- _Problem details_:
Output everything in the listing exactly.

Working data section start

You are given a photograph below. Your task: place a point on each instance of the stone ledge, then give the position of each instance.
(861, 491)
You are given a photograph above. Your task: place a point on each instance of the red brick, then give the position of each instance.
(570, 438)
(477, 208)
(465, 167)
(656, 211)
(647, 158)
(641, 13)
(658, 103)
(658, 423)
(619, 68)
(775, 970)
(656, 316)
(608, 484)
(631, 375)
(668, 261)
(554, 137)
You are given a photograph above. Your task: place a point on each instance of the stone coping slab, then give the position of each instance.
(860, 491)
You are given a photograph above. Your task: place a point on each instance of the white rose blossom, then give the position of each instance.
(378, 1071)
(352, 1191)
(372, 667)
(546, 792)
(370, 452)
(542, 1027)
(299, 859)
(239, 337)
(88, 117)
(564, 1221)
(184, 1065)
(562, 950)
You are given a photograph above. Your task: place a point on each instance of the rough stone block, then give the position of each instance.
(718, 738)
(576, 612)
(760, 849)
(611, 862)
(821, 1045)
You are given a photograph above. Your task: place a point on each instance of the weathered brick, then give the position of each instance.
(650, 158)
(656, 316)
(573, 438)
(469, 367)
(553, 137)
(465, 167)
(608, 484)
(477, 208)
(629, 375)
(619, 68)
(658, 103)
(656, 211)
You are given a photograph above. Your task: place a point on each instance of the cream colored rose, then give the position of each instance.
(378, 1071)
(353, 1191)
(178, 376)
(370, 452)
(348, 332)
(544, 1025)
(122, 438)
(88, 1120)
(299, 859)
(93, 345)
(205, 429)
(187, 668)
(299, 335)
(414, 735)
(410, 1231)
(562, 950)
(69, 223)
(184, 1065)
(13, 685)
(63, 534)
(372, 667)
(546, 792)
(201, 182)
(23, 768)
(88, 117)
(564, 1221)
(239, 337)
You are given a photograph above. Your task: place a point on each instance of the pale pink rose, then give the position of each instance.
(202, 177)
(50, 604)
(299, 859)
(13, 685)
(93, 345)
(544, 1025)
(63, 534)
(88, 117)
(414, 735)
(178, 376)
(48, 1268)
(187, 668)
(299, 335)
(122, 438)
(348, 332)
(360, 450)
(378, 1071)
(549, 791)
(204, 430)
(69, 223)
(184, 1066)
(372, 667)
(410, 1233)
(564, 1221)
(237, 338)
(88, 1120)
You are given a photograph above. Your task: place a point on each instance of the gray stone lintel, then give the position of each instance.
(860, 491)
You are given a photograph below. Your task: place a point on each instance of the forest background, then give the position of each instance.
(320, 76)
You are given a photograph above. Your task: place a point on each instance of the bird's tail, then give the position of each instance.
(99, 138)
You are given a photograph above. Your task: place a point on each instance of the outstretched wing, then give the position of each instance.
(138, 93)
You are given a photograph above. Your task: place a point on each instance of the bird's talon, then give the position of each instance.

Working data section end

- _Written answer_:
You are given a photograph below. Your task: place a point on each instance of the stone ledge, then give the position of each instance.
(861, 491)
You are given a photograph above. Your task: place a point on each instance of the red brick, then give the position of each instance.
(570, 438)
(477, 208)
(465, 167)
(656, 211)
(647, 158)
(641, 13)
(658, 103)
(658, 423)
(619, 68)
(775, 970)
(656, 316)
(608, 484)
(631, 375)
(668, 261)
(554, 137)
You are given a photograph above. Your task: place a point on each instance of the stone coping slab, then give the position of each instance.
(860, 491)
You are given a photograph above. Your task: place a point on each instance of the white rose blossom, then give the position of each instance.
(378, 1071)
(352, 1191)
(372, 667)
(546, 792)
(370, 452)
(542, 1027)
(299, 859)
(239, 337)
(88, 117)
(564, 1221)
(184, 1065)
(562, 950)
You are given a photograph above. Your task: place a point on each instance of the rough stone block, then give the position of each instance.
(718, 738)
(576, 612)
(760, 849)
(611, 862)
(821, 1045)
You are given a photograph above. Your task: place a point on each instance of the weathered brick, then give the position of each instance.
(650, 158)
(656, 316)
(573, 438)
(469, 367)
(553, 137)
(465, 167)
(608, 484)
(477, 208)
(629, 375)
(619, 68)
(658, 103)
(656, 211)
You are given a photograph above. Your task: place a point on each instance of the cream colored rose, then give the position of each instance.
(378, 1071)
(353, 1191)
(178, 376)
(370, 452)
(348, 332)
(544, 1025)
(122, 438)
(88, 1120)
(299, 859)
(93, 345)
(205, 429)
(187, 668)
(299, 335)
(414, 735)
(410, 1231)
(562, 950)
(69, 223)
(184, 1065)
(13, 685)
(63, 534)
(372, 667)
(546, 792)
(201, 182)
(23, 768)
(88, 117)
(564, 1221)
(239, 337)
You are given a photograph above. Your task: place a point on each instance of the pale pink rose, then give the position of each instance.
(202, 177)
(50, 604)
(299, 859)
(13, 685)
(93, 345)
(544, 1025)
(63, 534)
(88, 117)
(414, 735)
(178, 376)
(48, 1268)
(187, 668)
(299, 335)
(122, 438)
(348, 332)
(360, 450)
(378, 1071)
(549, 791)
(204, 430)
(69, 223)
(184, 1066)
(372, 667)
(410, 1233)
(564, 1221)
(237, 338)
(88, 1120)
You are given a photograph above. Your task: place a point on each instance of the gray stone lintel, then give the position of each instance.
(860, 491)
You are given a photograph below. Your task: place a point on each instance of the forest background, then give the position of each instance.
(320, 76)
You are given a photograph above. Your task: place a point on each instance of the bird's tail, then give the position of each instance.
(99, 138)
You are given a photograph above. Your task: place a point on each instance of the outstretched wing, then give the position of each instance.
(138, 93)
You are given a photograph above. Your task: place a point on each instance of the bird's talon, then give the position of each instance.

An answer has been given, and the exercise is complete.